SOAL A ::
Ubah teks tentang Kiai Muslih Mranggen dengan menulis ulang seluruh bagian mulai dari "Di masa penjajahan, para" sampai dengan "Demak, Jawa Tengah.", dan ganti "guru tarekat" dengan "mursyid tarekat".
SOAL B ::
Jawablah pertanyaan berikut berdasarkan teks tentang Kiai Muslih Mranggen.
(i) Menurut Agus Sunyoto, berapa pemberontakan yang dipimpin oleh guru tarekat dan pesantren pada tahun 1800-1900?
(ii) Siapa panglima di markas tertinggi Hizbullah di Jakarta?
(iii) Di mana Sukaimi dimakamkan?

KUTIPAN TEKS ::
------

• logo nu online
Home Warta Nasional Keislaman Regional Opini Kiai NU Menjawab Dinamika Taushiyah Obituari Fragmen Tokoh Sosok Mitra
Minggu, 28 April 2024

Tokoh

Patriotisme Kiai Muslih Mranggen

Patriotisme Kiai Muslih Mranggen
Almaghfurlah KH Muslih Mranggen, Demak, Jateng (Foto: Istimewa)
Almaghfurlah KH Muslih Mranggen, Demak, Jateng (Foto: Istimewa)


Di masa penjajahan, para kiai, guru tarekat, dan santri merupakan kelompok yang tak henti-hentinya melakukan perlawanan. Menurut Agus Sunyoto (2013), dalam kurun waktu satu abad, tahun 1800-1900, terjadi 112 pemberontakan yang dipimpin oleh guru tarekat dan pesantren. Salah satu guru tarekat dan kiai yang getol melawan penjajah adalah Kiai Muslih Mranggen, Demak, Jawa Tengah.

 

Kiai Muslih adalah Mursyid Tarekat Qodiriyah wa Naqsyabandiyah dan Pengasuh Pesantren Futuhiyyah. Mranggen sendiri secara administratif masuk dalam wilayah Kabupaten Demak, namun secara geografis lebih dekat dengan Semarang. 

 

Pada masa penjajahan, Mranggen berada di bawah Markas Medan Tenggara (MMTG) Semarang yang menghubungkan jalur komando Hizbullah menuju Purwodadi (Kiai Muslih Mranggen Sang Penggerak dan Panutan Sejati, 2020: 96). 

 

Menjadi Anggota Hizbullah


Seperti dicatat KH Saifuddin Zuhri, pada permulaan tahun 1944 Hizbullah sudah terbentuk di seluruh Jawa dan Madura. Markas tertinggi Hizbullah berada di Jakarta, dengan Zainul Arifin sebagai panglimanya. Anggota pimpinan yang lain diambilkan dari unsur Nahdlatul Ulama (NU), Muhammadiyah, PSII, dan lain-lain. Waktu itu, pusat latihan Hizbullah berada di Cibarusa, suatu desa di perbatasan antara Bekasi dan Cibinong, dekat Jakarta Bogor (Guruku Orang-Orang Dari Pesantren, 2008: 315). 

 

Kiai Muslih merupakan salah satu kiai yang ikut dalam pelatihan tersebut, bahkan ia dipercaya sebagai ketua regu yang salah satu anggotanya adalah Kiai Abdullah Abbas Buntet Cirebon. Saudara Kiai Abdullah Abbas, Kiai Mustamid Abbas yang pernah nyantri bersama Kiai Muslih di Tremas Pacitan menceritakan bahwa Kiai Muslih mirip Sentot Ali Basya, salah satu panglima perang Pangeran Diponegoro.

 

Sepulang dari latihan di Cibarusa Kiai Muslih segera mengonsolidasikan Hizbullah di Mranggen dengan merekrut santri-santri seniornya dan pemuda-pemuda Mranggen. Tercatat, beberapa pemuda Mranggen seperti Suroso dan Sukaimi menjadi anggota laskar Hizbullah. Sukaimi bahkan gugur dalam sebuah pertempuran di Semarang Tenggara dan dimakamkan di belakang Masjid Besar Mranggen.

------

BARIS DATA ::
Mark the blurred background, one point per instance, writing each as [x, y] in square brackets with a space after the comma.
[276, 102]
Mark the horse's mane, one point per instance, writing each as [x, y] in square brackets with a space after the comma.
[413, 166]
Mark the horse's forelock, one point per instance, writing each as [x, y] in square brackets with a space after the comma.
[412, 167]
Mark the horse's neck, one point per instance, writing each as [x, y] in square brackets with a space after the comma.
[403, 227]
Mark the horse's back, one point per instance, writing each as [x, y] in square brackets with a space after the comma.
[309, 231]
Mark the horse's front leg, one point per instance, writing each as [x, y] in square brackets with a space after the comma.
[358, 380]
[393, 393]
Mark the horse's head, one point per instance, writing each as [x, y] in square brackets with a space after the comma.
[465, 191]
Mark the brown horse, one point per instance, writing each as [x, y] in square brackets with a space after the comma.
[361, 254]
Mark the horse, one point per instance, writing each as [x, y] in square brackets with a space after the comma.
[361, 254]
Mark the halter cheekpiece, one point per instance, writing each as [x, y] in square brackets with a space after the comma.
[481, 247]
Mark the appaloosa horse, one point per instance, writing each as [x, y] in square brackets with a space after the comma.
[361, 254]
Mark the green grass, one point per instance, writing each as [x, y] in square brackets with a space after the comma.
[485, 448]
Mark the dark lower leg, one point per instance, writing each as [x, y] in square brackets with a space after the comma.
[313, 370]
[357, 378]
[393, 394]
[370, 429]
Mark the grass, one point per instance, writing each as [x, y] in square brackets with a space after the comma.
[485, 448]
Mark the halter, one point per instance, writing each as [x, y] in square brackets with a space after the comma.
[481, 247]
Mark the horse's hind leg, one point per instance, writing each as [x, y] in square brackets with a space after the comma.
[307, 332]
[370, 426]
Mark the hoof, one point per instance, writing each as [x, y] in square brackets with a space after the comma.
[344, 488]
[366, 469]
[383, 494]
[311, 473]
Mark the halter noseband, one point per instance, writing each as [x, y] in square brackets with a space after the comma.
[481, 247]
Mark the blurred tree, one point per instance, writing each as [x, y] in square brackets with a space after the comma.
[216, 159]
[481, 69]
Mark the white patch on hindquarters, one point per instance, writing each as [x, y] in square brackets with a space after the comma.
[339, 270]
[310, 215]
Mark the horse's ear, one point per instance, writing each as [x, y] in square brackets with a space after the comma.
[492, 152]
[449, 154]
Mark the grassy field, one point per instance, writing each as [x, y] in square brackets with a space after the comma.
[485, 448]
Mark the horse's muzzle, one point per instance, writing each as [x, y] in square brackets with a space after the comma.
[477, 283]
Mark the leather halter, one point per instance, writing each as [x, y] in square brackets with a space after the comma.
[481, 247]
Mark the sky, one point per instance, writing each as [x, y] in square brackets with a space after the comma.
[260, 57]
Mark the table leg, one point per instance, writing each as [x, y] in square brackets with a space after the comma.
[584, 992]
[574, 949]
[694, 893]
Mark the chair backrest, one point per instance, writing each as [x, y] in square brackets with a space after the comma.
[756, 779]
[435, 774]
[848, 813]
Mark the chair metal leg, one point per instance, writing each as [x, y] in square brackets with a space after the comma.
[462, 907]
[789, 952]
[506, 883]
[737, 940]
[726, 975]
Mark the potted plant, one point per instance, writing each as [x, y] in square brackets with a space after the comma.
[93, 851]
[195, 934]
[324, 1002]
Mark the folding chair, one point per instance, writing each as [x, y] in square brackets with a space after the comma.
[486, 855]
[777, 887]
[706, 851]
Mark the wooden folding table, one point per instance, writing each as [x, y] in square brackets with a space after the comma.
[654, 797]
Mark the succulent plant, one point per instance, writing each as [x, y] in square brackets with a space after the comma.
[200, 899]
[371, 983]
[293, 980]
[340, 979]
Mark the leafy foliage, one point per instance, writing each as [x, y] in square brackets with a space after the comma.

------

JAWABAN LENGKAP A ::
Di masa penjajahan, para kiai, mursyid tarekat, dan santri merupakan kelompok yang tak henti-hentinya melakukan perlawanan. Menurut Agus Sunyoto (2013), dalam kurun waktu satu abad, tahun 1800-1900, terjadi 112 pemberontakan yang dipimpin oleh mursyid tarekat dan pesantren. Salah satu mursyid tarekat dan kiai yang getol melawan penjajah adalah Kiai Muslih Mranggen, Demak, Jawa Tengah.

JAWABAN LENGKAP B ::
(i) 112 pemberontakan.
(ii) Zainul Arifin.
(iii) Di belakang Masjid Besar Mranggen.